GIVEN DATA:
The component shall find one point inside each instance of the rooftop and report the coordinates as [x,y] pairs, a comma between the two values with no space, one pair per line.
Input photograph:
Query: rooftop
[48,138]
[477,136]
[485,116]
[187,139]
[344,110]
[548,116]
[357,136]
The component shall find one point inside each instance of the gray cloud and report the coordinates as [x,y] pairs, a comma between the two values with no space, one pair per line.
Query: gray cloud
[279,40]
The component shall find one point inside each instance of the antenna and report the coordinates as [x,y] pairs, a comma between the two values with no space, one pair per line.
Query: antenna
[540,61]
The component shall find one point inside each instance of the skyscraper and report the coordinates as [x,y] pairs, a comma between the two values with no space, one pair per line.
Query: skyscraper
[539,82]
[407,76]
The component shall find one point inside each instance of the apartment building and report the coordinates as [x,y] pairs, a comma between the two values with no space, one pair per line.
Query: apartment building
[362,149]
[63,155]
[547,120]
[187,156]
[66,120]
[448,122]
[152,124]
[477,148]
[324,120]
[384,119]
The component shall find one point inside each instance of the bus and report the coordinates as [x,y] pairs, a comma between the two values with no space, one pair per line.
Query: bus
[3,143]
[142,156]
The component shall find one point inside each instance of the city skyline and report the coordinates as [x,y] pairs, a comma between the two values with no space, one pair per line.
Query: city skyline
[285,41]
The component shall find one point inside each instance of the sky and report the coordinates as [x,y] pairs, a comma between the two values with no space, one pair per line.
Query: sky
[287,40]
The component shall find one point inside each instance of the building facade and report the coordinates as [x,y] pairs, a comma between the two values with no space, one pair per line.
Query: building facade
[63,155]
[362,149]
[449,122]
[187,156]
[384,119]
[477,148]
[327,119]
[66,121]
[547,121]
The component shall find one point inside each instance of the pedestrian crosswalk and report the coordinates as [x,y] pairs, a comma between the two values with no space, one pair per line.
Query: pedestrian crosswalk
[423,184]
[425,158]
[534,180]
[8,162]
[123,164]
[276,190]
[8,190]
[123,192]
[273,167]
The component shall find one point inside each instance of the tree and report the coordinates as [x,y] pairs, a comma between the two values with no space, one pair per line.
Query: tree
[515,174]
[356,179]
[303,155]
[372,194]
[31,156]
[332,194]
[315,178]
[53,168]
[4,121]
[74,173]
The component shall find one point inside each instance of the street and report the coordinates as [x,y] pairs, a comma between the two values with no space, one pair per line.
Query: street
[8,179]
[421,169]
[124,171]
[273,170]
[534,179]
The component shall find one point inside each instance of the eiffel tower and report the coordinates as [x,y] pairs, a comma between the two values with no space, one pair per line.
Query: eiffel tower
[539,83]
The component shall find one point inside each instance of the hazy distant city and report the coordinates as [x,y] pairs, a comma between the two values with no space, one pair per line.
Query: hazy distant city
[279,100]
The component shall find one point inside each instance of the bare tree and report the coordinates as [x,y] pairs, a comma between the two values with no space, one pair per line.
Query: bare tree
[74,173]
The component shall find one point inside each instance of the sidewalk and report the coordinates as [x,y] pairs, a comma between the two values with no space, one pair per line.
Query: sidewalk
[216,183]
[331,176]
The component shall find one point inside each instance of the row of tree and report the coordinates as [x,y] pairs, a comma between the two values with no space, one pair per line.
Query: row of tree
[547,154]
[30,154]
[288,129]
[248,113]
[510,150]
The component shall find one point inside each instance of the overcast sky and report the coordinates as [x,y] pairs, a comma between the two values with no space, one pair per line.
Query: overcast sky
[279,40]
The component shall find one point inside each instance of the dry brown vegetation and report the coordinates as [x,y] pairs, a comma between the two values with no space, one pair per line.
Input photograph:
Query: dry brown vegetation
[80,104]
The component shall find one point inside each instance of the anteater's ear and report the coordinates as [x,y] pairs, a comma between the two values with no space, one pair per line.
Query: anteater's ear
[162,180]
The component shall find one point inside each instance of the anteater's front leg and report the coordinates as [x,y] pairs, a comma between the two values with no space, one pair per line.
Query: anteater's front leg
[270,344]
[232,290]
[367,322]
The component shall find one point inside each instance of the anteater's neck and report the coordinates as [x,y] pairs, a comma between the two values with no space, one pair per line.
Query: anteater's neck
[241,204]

* * *

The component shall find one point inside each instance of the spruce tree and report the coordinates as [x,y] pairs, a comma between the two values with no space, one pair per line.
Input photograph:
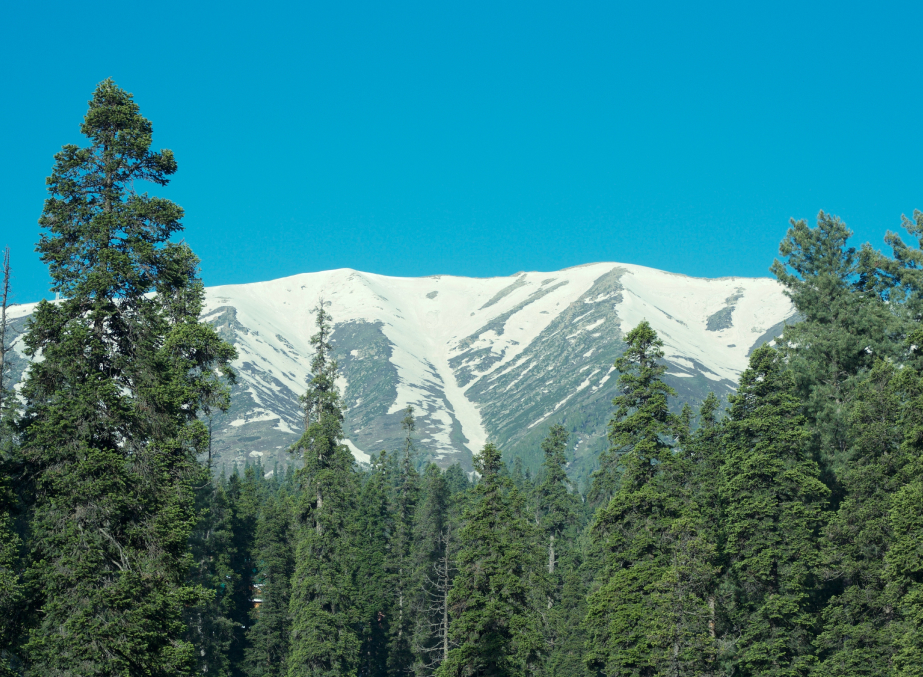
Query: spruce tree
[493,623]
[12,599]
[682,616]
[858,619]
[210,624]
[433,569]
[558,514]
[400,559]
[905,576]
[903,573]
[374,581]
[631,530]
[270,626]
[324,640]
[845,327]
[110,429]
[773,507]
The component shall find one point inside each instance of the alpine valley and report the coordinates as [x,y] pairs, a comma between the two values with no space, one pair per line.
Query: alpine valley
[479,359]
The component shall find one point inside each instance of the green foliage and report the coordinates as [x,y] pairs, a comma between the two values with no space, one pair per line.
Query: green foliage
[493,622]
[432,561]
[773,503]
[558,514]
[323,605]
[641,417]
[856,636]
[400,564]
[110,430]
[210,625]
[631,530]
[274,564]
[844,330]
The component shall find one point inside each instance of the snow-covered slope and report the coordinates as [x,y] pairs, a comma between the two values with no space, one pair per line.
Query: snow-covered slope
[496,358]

==

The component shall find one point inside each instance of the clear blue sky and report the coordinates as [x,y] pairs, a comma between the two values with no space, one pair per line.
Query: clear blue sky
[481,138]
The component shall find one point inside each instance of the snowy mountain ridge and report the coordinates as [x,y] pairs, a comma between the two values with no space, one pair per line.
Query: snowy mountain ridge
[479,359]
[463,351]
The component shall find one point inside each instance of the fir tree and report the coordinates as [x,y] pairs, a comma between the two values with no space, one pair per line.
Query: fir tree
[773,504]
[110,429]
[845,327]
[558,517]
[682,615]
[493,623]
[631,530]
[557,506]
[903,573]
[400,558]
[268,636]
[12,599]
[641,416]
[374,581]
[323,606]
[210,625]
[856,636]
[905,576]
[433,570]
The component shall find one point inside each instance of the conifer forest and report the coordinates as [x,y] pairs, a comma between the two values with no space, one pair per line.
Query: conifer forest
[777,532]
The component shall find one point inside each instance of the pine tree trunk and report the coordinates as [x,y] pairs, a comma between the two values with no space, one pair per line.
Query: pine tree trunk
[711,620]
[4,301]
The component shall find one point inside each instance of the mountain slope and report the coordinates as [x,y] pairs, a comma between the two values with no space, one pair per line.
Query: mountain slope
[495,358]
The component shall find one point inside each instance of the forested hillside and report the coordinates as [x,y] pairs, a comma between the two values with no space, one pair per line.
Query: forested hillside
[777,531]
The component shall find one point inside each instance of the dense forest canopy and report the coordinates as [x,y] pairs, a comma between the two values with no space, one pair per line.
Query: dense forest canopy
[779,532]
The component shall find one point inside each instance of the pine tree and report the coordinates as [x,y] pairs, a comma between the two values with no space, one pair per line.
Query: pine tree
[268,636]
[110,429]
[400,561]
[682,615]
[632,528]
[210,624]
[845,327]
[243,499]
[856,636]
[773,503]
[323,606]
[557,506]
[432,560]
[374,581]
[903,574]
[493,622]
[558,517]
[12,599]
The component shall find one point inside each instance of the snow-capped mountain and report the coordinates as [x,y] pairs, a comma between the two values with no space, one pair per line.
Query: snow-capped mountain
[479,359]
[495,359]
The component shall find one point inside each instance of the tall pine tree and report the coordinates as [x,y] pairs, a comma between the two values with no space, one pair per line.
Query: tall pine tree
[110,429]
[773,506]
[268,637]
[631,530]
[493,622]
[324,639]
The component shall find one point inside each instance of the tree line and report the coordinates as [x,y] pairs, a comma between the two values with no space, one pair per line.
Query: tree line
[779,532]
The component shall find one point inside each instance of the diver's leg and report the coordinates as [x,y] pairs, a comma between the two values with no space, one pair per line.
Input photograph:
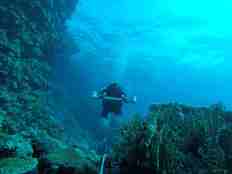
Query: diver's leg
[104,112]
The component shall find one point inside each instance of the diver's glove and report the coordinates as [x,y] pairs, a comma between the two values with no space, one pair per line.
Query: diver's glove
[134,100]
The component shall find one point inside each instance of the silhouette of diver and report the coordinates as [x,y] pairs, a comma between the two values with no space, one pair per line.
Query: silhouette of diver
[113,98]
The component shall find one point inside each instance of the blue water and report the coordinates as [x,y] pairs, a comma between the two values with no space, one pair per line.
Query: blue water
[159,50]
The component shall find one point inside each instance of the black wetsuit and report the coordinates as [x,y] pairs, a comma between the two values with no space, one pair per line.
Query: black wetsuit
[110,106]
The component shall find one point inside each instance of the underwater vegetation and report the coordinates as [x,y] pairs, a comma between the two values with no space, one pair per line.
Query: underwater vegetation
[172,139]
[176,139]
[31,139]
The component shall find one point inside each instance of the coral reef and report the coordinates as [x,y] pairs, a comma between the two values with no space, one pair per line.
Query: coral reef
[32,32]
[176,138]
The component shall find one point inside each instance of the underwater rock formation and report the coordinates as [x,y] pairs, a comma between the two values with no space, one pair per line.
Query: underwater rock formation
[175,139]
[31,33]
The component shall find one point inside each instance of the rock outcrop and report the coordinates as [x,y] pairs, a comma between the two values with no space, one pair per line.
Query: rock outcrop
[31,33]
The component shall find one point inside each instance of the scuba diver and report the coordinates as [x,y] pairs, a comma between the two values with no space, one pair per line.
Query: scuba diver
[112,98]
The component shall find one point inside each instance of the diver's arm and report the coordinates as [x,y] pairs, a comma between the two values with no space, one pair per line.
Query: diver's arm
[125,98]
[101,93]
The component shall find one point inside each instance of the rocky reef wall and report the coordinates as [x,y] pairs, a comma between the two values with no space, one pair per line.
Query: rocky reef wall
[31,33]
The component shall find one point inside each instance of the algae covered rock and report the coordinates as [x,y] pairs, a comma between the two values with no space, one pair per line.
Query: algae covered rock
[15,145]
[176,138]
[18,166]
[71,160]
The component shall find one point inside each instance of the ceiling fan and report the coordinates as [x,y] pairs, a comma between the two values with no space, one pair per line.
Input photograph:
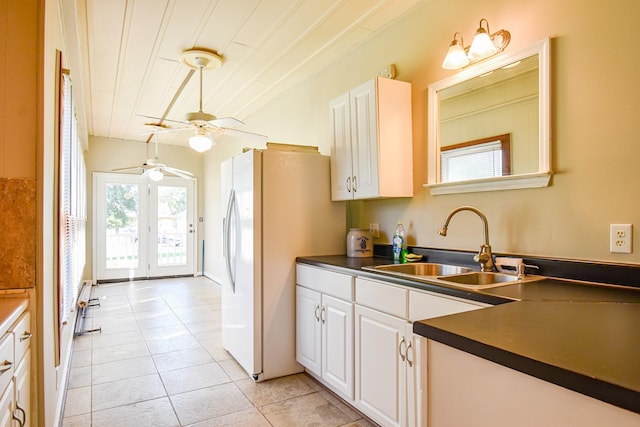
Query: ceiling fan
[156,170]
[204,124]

GOAL: Report how many lines in the records above contain the string "valley" with matching case. Give only the number.

OUTPUT OF THE EXERCISE: 2